## Document extract
──────────

Regarding the righteous man or woman, Ps. 92:13-15 states boldly, “Planted in the house of the Lord, they will flourish in the courts of our God. They will still yield fruit in old age; they shall be full of sap and very green, to declare that the Lord is upright; He is my rock, and there is no unrighteousness in Him.

This passage was shared with us by some dear elderly sisters in the Lord that we knew in the church we got married in.  Now we are them.  My wife has aged gracefully, and puts her years of experience in loving on children to good use with our four grandchildren.  We were there on day one for each of them.  She has taken advantage of her freedom on several occasions to travel for a short visit, i.e., to help take care of three precious grandkids when our daughter moved last summer and when our son’s  son was sick last month.

The days ahead

As she eases into her 60s and beyond, I see her continuing to be a blessing to so many of us.  She is eager to mentor young military wives and mothers, sharing her wisdom with them.  She is preparing for the next stage of life, whatever it brings, with her faith and hope well-grounded in her Lord and Savior.  I am eager to continue this journey with her until death parts us.  Happy birthday, my love!

──────────

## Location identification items

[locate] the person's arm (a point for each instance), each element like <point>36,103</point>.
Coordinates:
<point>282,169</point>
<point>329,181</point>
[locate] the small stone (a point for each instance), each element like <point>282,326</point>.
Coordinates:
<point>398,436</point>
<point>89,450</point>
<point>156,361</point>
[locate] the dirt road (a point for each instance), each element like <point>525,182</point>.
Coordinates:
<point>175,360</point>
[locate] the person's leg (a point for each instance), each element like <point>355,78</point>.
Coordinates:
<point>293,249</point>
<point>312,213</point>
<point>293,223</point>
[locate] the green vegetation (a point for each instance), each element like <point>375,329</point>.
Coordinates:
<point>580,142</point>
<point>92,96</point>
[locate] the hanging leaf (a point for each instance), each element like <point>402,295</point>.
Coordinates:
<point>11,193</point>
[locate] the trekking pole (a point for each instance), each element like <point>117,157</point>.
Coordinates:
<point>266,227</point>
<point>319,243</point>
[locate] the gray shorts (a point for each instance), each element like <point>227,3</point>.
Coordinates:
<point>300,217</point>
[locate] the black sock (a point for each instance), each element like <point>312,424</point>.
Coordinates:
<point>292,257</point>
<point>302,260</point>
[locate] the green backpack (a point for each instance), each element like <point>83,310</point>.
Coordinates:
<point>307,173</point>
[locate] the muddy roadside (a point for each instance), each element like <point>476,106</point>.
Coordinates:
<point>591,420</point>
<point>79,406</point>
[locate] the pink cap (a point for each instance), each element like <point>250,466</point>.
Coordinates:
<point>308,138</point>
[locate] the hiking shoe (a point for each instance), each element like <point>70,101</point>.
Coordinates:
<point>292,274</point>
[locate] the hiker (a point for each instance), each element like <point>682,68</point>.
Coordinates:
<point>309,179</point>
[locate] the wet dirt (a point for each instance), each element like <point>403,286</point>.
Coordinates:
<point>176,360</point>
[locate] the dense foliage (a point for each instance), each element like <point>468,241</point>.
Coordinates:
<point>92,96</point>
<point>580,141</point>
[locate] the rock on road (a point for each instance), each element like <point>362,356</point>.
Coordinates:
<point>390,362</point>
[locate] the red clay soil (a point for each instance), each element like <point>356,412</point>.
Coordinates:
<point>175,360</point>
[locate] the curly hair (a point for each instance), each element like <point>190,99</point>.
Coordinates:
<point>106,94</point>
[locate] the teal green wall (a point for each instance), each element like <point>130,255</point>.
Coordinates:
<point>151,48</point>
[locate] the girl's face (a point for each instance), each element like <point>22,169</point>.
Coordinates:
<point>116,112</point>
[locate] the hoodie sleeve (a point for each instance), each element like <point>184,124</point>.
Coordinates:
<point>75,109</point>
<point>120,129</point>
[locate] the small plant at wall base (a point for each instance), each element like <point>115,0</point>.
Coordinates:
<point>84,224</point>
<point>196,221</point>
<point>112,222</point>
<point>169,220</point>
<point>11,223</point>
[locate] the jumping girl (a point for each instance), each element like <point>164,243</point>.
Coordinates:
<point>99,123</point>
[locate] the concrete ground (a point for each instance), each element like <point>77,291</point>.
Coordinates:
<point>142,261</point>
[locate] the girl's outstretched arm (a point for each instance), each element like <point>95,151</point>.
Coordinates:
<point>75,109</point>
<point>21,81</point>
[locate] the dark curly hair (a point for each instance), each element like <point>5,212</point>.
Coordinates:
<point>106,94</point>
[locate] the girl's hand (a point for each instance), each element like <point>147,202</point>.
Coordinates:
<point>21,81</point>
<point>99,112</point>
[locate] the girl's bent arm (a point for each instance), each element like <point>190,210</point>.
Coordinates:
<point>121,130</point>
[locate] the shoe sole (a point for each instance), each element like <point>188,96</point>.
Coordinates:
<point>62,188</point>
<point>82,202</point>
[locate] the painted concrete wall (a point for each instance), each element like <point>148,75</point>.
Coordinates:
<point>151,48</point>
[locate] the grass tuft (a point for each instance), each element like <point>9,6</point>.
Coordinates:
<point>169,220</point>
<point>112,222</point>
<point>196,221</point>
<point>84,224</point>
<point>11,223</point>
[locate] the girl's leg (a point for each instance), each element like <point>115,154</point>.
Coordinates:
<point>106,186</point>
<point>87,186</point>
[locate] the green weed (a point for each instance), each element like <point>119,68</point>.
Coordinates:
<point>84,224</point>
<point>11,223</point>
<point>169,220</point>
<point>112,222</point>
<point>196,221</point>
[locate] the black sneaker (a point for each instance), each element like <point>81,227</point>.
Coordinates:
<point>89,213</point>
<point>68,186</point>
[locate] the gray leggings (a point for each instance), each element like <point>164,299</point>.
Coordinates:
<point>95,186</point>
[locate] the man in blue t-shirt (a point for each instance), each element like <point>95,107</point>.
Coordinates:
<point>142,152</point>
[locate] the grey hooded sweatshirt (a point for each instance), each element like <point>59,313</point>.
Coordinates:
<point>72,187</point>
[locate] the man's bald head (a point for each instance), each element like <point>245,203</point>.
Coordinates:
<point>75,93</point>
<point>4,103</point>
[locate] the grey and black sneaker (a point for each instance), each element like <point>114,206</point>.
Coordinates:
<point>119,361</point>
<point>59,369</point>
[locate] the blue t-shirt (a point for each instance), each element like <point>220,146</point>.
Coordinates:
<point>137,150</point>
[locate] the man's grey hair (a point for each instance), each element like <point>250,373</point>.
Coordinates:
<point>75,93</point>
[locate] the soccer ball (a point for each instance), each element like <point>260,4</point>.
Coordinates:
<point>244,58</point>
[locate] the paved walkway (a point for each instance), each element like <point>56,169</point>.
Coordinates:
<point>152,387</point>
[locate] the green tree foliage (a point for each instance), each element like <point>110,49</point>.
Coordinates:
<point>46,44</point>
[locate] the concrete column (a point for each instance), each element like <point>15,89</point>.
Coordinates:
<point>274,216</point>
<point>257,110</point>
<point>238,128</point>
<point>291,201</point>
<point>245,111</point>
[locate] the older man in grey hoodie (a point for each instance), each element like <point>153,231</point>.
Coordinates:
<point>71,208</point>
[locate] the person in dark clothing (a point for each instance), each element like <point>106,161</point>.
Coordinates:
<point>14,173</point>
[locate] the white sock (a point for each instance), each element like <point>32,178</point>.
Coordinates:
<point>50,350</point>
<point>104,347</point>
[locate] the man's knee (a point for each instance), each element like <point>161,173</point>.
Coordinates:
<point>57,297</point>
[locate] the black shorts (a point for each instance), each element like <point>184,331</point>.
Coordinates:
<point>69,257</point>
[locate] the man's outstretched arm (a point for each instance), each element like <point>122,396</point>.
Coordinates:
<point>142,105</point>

──────────

## What you need to do
**A)** Answer these questions about the birthday tribute:
(i) Which verses of Psalms are quoted at the opening?
(ii) How many grandchildren does the couple have?
(iii) Whom is the wife eager to mentor?
**B)** Write a short passage that follows the final line of the birthday tribute.

## Exercise responses
**A)**
(i) Ps. 92:13-15
(ii) Four
(iii) Young military wives and mothers

**B)**
Russ Gehrlein

Master Sergeant Russell E. Gehrlein (U.S. Army, Retired) is a Christian, husband of 38 years, father of three, grandfather of four, blogger, and author of “Immanuel Labor – God’s Presence in our Profession: A Biblical, Theological, and Practical Approach to the Doctrine of Work”, published by WestBow Press in February 2018. He received a B.S. in Mathematics from Colorado State University in 1980 and an M.A. in Biblical Studies from Grand Rapids Theological Seminary in 2015.  He is also a former junior/senior high school math and science teacher and youth pastor.  Russ currently works as a Department of the Army civilian at Fort Leonard Wood, Missouri.

Parenting Transitions (Part 4)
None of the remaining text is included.